EXERCISE REQUIREMENTS
How many lines in the listing below contain the string "hand"? Case matters, and the reply should be the number alone.

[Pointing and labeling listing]
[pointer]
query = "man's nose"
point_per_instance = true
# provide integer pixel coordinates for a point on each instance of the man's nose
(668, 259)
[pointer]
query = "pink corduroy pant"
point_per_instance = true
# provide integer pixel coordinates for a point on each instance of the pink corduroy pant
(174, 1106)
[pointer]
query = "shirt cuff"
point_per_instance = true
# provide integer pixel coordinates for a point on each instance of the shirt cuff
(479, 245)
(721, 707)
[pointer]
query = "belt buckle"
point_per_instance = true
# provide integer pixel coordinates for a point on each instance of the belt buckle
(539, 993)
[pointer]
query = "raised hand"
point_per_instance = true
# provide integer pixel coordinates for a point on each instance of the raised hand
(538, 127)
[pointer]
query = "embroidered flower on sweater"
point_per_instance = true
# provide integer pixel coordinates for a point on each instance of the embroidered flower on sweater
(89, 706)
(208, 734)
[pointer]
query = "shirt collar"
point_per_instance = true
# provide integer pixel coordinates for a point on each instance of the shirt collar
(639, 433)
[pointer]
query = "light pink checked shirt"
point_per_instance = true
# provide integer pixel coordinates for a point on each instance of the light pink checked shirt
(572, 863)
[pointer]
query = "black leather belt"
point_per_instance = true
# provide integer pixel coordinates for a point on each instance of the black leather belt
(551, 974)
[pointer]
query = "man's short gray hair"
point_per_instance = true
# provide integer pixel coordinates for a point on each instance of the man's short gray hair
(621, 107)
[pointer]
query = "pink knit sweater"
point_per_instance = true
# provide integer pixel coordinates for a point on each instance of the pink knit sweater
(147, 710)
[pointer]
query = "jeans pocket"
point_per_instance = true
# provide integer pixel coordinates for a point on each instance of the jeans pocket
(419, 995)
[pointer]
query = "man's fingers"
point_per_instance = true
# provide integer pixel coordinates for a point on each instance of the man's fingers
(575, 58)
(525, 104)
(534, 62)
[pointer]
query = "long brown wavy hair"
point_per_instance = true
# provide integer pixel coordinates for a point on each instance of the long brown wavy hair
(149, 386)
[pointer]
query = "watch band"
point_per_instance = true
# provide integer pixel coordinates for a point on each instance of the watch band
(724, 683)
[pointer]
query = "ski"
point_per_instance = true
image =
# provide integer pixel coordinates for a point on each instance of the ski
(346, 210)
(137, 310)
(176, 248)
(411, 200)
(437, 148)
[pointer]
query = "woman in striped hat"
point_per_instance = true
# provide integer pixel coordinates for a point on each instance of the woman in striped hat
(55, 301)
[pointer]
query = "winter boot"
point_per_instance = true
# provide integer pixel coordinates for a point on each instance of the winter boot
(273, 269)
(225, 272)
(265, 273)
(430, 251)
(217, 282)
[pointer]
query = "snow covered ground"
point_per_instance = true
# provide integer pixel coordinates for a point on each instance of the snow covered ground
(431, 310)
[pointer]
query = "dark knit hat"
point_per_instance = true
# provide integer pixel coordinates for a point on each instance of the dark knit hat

OUTPUT OF THE EXERCISE
2